Determine the number of lines in the data that contain "white", and write only that number.
━━━ Recorded data ━━━
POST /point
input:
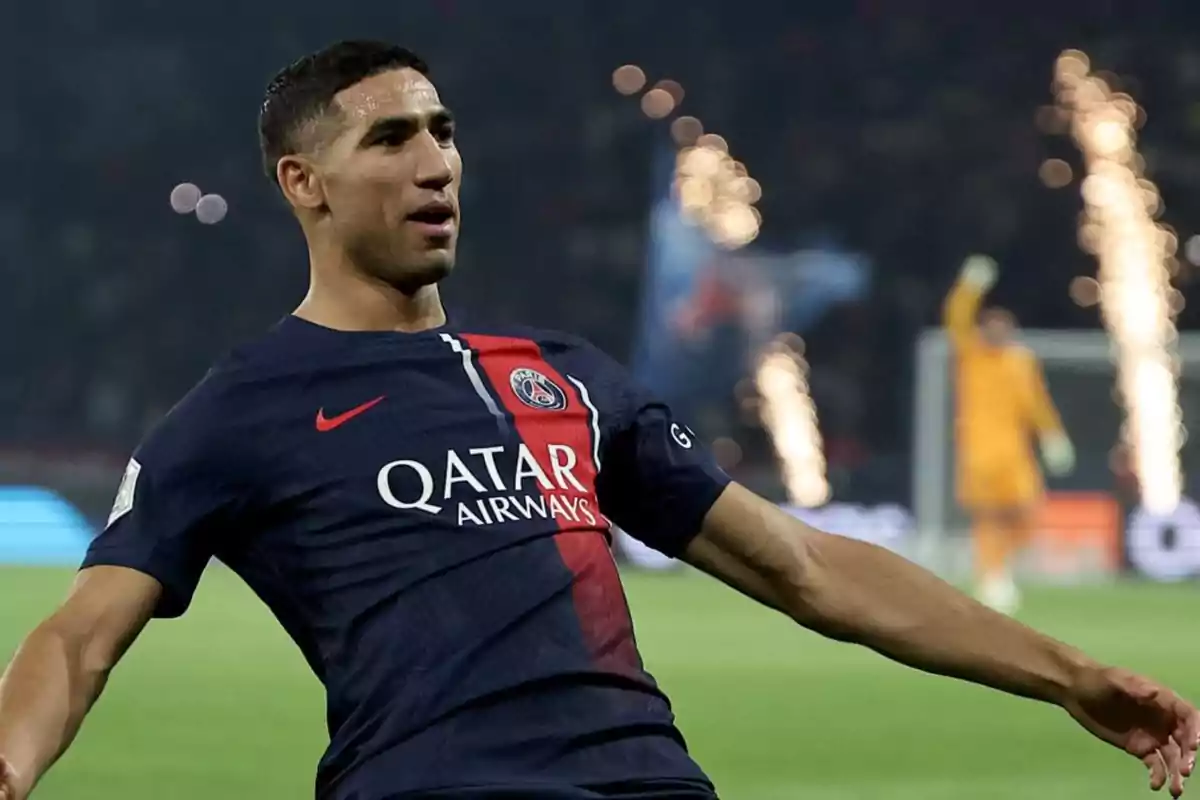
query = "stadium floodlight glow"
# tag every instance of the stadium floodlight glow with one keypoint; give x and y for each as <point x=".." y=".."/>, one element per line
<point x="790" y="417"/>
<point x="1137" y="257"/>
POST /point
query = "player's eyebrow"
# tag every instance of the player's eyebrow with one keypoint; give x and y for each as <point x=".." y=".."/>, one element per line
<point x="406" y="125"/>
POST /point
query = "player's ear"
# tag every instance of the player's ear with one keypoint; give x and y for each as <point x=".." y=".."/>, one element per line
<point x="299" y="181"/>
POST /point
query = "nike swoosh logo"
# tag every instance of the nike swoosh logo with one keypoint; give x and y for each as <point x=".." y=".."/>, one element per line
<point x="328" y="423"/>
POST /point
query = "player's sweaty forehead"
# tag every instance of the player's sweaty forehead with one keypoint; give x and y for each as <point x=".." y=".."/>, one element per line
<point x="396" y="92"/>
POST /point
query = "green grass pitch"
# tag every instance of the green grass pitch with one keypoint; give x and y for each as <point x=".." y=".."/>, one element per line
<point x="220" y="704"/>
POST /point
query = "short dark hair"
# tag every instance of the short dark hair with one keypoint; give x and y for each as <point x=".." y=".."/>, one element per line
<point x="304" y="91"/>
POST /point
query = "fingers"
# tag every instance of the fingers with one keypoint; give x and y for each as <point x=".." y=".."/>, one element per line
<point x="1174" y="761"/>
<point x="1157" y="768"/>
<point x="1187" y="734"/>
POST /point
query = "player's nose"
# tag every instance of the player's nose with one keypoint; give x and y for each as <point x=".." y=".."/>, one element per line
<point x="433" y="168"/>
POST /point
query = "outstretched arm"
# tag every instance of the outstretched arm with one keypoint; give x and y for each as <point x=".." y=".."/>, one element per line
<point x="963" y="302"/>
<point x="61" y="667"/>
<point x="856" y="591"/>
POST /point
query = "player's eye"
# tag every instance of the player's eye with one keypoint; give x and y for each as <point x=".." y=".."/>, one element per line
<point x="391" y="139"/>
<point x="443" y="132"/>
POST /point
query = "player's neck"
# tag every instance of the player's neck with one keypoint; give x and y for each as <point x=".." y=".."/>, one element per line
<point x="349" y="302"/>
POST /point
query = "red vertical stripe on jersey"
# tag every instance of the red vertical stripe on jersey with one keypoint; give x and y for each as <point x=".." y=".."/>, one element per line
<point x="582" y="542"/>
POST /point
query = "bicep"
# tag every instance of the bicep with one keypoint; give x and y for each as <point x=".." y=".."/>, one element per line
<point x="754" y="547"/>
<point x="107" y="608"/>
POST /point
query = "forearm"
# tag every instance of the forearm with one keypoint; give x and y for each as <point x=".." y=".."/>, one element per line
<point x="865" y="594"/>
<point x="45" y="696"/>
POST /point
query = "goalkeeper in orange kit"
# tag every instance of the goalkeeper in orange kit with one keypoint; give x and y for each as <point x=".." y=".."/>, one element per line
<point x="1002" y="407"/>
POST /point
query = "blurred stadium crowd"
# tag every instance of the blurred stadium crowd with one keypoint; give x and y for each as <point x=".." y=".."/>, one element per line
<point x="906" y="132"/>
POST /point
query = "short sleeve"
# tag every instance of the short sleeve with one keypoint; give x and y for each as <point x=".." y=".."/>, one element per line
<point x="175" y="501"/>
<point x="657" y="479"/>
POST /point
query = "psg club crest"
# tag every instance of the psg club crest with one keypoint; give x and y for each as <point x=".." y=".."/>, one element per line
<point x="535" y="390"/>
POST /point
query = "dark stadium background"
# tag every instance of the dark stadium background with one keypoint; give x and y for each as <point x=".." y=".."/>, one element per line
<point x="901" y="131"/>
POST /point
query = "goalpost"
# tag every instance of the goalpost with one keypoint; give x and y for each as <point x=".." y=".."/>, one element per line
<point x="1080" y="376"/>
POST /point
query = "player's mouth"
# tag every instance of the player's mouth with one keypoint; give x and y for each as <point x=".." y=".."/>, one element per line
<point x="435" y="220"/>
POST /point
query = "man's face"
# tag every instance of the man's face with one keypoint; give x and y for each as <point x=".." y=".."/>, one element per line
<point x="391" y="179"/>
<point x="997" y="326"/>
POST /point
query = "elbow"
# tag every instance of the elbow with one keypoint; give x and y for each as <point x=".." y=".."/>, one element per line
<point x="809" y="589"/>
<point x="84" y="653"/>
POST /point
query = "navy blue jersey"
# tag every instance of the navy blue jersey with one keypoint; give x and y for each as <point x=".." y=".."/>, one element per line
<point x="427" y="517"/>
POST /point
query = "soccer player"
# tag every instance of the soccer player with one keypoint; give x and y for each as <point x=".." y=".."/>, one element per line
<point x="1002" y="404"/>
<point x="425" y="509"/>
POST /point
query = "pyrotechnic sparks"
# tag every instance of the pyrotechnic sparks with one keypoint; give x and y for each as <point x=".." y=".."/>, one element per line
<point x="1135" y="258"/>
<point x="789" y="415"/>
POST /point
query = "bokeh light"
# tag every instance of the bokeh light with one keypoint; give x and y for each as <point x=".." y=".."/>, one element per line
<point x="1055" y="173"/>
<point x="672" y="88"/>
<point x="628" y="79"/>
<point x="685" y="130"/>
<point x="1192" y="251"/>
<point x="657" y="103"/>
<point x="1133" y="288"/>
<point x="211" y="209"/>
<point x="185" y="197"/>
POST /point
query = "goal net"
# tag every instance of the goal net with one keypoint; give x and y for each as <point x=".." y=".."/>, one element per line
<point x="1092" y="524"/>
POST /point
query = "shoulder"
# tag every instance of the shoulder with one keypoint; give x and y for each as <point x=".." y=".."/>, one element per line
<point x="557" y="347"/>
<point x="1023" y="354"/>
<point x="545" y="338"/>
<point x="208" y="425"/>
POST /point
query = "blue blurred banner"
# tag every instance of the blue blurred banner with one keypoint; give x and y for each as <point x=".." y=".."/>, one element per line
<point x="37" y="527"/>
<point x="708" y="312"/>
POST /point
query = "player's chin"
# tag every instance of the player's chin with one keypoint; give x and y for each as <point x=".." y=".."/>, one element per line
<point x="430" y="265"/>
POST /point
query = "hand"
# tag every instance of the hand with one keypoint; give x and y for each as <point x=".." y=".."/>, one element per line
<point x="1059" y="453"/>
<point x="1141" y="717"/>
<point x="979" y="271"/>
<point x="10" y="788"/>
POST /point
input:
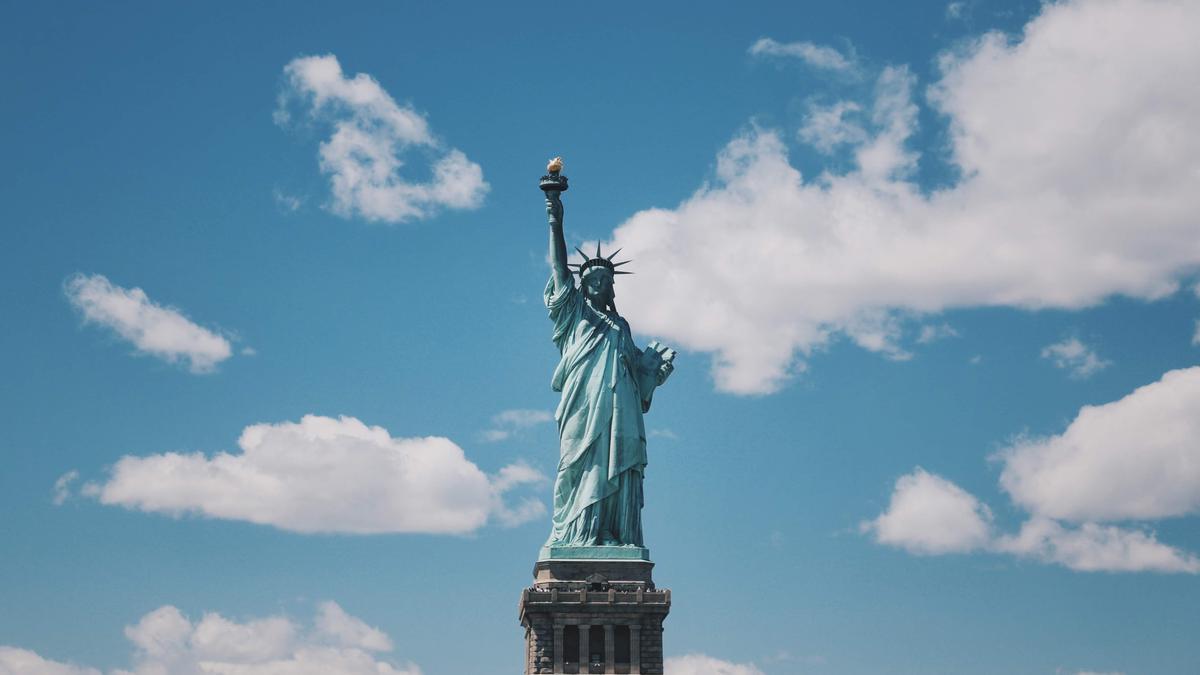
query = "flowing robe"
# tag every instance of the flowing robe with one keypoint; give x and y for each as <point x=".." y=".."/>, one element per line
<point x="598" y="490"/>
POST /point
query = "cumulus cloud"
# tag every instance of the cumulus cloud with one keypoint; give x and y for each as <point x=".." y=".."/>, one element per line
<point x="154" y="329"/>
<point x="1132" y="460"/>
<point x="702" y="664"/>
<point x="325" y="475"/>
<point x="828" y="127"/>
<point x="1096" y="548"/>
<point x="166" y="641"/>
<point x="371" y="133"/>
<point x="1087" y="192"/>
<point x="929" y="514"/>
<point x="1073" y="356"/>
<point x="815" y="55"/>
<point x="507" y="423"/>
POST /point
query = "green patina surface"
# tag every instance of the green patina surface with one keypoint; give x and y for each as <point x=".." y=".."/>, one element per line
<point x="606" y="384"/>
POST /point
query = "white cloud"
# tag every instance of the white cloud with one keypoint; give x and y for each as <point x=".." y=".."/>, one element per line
━━━
### Reply to the task
2